(Beginning of Selected excerpt)

In response to FN’s request for comment earlier in the week, a spokesperson for Asics America provided the following statement:
“Asics believes the recently filed legal action is baseless and without merit. We will vigorously dispute this matter, and we are confident the court will quickly agree with us. Until then, we will respect the process and have no plans to debate these baseless allegations publicly.”
What FN reported on Wednesday, Oct. 14:
In a lawsuit filed in Los Angeles Superior Court on Wednesday, two investors — Size It LLC and Mickey Segal — claim that Asics America Corp. duped them out of millions of dollars by failing to make good on plans to expand the Japan-based company’s U.S. presence.
Since June, Asics America has been involved in a public entanglement with Windsor Financial Group LLC, a company that owned and operated 13 Asics retail stores in North America since 2013, before Asics terminated the agreement on June 25.
In court documents, Segal and Size It LLC allege that they were persuaded to invest millions in Windsor — as part of a “fraudulent scheme” by the sportswear company — after Asics entered into the exclusive licensing agreement with the firm.

(End of Selected excerpt)

Work order 1:
Output the stretch of the Asics lawsuit report from "Since June, Asics" through "with the firm." word for word.
Work order 2:
Decide whether each statement agrees with the Asics lawsuit report, answering yes or no and quoting the words of the report that settle it: (a) Windsor Financial Group LLC owned and operated 13 Asics retail stores in North America. (b) The lawsuit by Size It LLC and Mickey Segal was filed in a federal court in New York. (c) Asics plans to debate the allegations publicly.
Work only from the Asics lawsuit report.

(Beginning of Excerpted records)

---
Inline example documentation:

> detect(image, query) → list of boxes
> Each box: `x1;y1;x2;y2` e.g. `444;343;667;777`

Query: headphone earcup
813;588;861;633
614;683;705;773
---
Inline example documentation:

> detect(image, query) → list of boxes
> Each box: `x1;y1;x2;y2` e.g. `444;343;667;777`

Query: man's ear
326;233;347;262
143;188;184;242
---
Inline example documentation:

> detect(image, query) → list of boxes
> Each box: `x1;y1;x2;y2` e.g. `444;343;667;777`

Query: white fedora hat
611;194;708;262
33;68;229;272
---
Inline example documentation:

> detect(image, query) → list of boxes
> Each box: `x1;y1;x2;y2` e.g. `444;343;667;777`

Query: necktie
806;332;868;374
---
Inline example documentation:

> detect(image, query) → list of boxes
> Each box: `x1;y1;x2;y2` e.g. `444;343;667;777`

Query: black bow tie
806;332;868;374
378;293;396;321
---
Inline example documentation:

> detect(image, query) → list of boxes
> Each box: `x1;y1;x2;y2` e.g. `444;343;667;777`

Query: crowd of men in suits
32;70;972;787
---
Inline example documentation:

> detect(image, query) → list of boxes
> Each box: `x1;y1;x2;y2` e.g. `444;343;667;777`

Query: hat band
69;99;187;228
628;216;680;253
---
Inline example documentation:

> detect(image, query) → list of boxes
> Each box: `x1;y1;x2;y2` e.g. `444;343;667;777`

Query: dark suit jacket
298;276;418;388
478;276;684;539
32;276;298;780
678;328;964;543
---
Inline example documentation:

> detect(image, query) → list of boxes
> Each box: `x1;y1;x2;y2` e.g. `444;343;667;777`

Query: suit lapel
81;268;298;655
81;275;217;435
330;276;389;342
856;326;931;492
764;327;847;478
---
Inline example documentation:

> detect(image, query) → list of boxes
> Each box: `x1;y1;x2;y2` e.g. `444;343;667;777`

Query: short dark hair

(End of Excerpted records)

Your response 1:
Since June, Asics America has been involved in a public entanglement with Windsor Financial Group LLC, a company that owned and operated 13 Asics retail stores in North America since 2013, before Asics terminated the agreement on June 25.
In court documents, Segal and Size It LLC allege that they were persuaded to invest millions in Windsor — as part of a “fraudulent scheme” by the sportswear company — after Asics entered into the exclusive licensing agreement with the firm.

Your response 2:
(a) Yes: "owned and operated 13 Asics retail stores in North America since 2013"
(b) No: "In a lawsuit filed in Los Angeles Superior Court on Wednesday"
(c) No: "have no plans to debate these baseless allegations publicly"